→ **What the task asks**: Turn every line of the records below into a numbered list, skipping any blank lines.

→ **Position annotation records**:
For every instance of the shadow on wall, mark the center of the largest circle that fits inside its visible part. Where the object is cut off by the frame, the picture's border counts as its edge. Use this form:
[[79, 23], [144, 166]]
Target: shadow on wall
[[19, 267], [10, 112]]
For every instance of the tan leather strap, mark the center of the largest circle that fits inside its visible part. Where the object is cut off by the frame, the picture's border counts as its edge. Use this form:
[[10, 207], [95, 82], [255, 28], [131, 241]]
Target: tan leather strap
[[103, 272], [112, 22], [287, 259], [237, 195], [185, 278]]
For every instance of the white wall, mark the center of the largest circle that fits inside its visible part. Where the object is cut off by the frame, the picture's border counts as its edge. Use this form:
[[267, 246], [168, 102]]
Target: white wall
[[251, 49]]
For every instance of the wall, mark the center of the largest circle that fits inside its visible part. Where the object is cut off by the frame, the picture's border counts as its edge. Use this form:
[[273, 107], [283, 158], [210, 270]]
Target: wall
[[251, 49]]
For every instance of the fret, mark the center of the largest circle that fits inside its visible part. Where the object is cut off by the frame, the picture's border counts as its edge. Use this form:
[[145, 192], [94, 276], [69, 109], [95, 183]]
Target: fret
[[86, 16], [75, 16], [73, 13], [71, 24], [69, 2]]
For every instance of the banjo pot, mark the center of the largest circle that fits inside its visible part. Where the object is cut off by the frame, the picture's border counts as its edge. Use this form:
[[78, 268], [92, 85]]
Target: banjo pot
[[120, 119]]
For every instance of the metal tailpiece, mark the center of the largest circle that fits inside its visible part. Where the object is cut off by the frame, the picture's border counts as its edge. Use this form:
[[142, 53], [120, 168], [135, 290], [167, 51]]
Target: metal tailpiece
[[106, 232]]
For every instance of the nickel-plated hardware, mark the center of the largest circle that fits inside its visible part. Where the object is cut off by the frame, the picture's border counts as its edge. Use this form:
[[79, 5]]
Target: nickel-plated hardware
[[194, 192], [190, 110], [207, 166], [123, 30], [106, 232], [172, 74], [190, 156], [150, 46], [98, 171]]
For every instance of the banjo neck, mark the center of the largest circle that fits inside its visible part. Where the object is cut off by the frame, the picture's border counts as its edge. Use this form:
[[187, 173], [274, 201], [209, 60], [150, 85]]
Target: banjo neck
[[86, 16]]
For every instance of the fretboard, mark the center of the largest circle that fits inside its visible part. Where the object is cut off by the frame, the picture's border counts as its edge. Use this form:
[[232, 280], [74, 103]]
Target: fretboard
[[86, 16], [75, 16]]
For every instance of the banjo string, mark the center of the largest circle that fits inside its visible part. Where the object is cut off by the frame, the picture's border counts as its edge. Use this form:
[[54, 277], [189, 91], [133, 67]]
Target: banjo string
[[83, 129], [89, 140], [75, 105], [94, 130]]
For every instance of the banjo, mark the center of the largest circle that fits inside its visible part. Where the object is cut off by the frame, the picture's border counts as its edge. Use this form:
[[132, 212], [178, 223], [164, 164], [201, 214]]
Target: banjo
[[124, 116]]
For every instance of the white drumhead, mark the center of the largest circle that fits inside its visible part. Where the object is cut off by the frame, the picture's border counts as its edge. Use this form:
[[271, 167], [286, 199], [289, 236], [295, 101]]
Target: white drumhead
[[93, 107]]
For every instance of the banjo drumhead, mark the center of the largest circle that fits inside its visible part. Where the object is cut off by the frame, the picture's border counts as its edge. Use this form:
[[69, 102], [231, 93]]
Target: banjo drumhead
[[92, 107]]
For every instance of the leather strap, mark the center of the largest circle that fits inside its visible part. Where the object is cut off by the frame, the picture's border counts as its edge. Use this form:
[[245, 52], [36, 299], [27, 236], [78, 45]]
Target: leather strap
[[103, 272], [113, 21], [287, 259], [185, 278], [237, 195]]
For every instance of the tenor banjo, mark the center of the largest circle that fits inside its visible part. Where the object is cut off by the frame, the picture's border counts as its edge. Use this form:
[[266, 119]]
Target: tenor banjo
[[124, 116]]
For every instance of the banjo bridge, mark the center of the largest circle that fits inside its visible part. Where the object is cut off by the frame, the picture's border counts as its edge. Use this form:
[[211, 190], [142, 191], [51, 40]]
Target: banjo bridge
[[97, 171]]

→ **Written solution**:
1. For every instance of the shadow on wall, mark the center of the largest circle that fits inside its visible part. Where the object is cut off by the frame, the picture's border counts as its edge. Use this form:
2. [[79, 23], [144, 166]]
3. Target: shadow on wall
4. [[19, 267], [10, 112]]
5. For every instance of the tan leather strap, mark the center of the largest circle that fits inside its visible part. Where the object is cut off by the frame, the picture's border counts as its edge. Use this form:
6. [[10, 207], [95, 82], [255, 28], [131, 241]]
7. Target: tan leather strap
8. [[103, 272], [112, 22], [287, 259], [237, 195], [185, 278]]
9. For every instance of the white wall, mark the center of the largest circle that fits inside its visible part. Where the object is cut off by the frame, the picture's border counts as its edge. Use this form:
10. [[267, 246], [168, 102]]
11. Target: white wall
12. [[251, 49]]
13. For every instance of the wall, mark the center of the largest circle that fits inside its visible part. Where the object is cut off by the frame, the picture's border counts as its edge. Use this form:
14. [[273, 107], [283, 158], [210, 270]]
15. Target: wall
16. [[251, 49]]
17. For every instance of the fret, mark the center of the largest circle that fits inside its visible part. Where the object is cut off by the frame, the picture's border counts as its edge. Use this form:
18. [[145, 192], [94, 276], [69, 109], [95, 183]]
19. Target: fret
20. [[86, 16], [75, 16], [73, 13], [71, 24], [69, 2]]
21. For every instance of the banjo pot, mark the center of the largest circle that fits inside its visible part. Where the object is cut off by the frame, the picture's border counts as its edge. Use this form:
22. [[78, 268], [92, 85]]
23. Target: banjo pot
24. [[120, 119]]
25. For every instance of the metal tailpiece, mark the center of the largest circle that fits inside its visible part. Where the object is cut off by the frame, the picture's border counts as its edge. Use this form:
26. [[142, 53], [120, 168], [135, 290], [167, 51]]
27. Target: metal tailpiece
28. [[106, 232]]
29. For every instance of the nickel-plated hardware, mark the center of the largest circle that fits inside its visible part. Where the object is cut off by the frame, the picture's border counts as its edge. Use this form:
30. [[79, 5]]
31. Target: nickel-plated hardware
32. [[194, 192], [190, 110], [207, 166], [123, 30], [106, 232], [172, 74], [190, 156], [150, 46], [98, 171]]
33. For every instance of the banjo neck, mark the center of the largest circle that fits inside its visible part. Where the object is cut off by the frame, the picture's border counts as its edge. Use this form:
34. [[187, 173], [274, 201], [209, 60], [150, 85]]
35. Target: banjo neck
36. [[86, 16]]
37. For every instance of the fretboard, mark the center of the largest circle that fits inside its visible part. Where the object is cut off by the frame, the picture's border counts as its edge. Use this form:
38. [[232, 280], [74, 103]]
39. Target: fretboard
40. [[86, 16], [75, 16]]
41. For every instance of the banjo string, mark the center of the largest circle that fits inside its visible part. Where the object is cut off by the frame, the picture's border counts as its edge. Use this form:
42. [[54, 277], [189, 91], [133, 67]]
43. Target: banjo string
44. [[83, 129], [89, 140], [75, 105], [94, 130]]
45. For every instance of the banjo, mark the center of the largest circle that fits inside its visible part. Where the object is cut off by the frame, the picture's border counts as its edge. Use this form:
46. [[132, 212], [178, 223], [164, 164], [201, 214]]
47. Target: banjo
48. [[124, 116]]
49. For every instance of the white drumhead, mark the center of the largest circle that fits inside its visible part. Where the object is cut off by the frame, the picture's border counts as its edge. Use this form:
50. [[271, 167], [286, 199], [289, 236], [295, 101]]
51. Target: white drumhead
52. [[93, 107]]
53. For every instance of the banjo drumhead, mark the center of the largest circle that fits inside its visible part. Where the object is cut off by the frame, the picture's border counts as its edge. Use this form:
54. [[69, 102], [231, 93]]
55. Target: banjo drumhead
56. [[92, 107]]
57. For every instance of the leather strap, mark the center of the largest circle that fits inside its visible part. Where the object is cut off by the frame, the picture's border counts as its edge. Use this form:
58. [[245, 52], [36, 299], [27, 236], [78, 45]]
59. Target: leather strap
60. [[103, 272], [113, 21], [287, 259], [185, 278], [237, 195]]
61. For every instance of the tenor banjo, mark the center of the largest circle that fits inside its visible part. Where the object is cut off by the frame, the picture's border counts as its edge. Use this form:
62. [[266, 119]]
63. Target: tenor banjo
64. [[124, 116]]
65. For every instance of the banjo bridge, mark the center of the largest circle that fits inside its visible part. Where the object is cut off by the frame, the picture's border counts as its edge. Use this form:
66. [[211, 190], [142, 191], [51, 40]]
67. Target: banjo bridge
68. [[97, 171]]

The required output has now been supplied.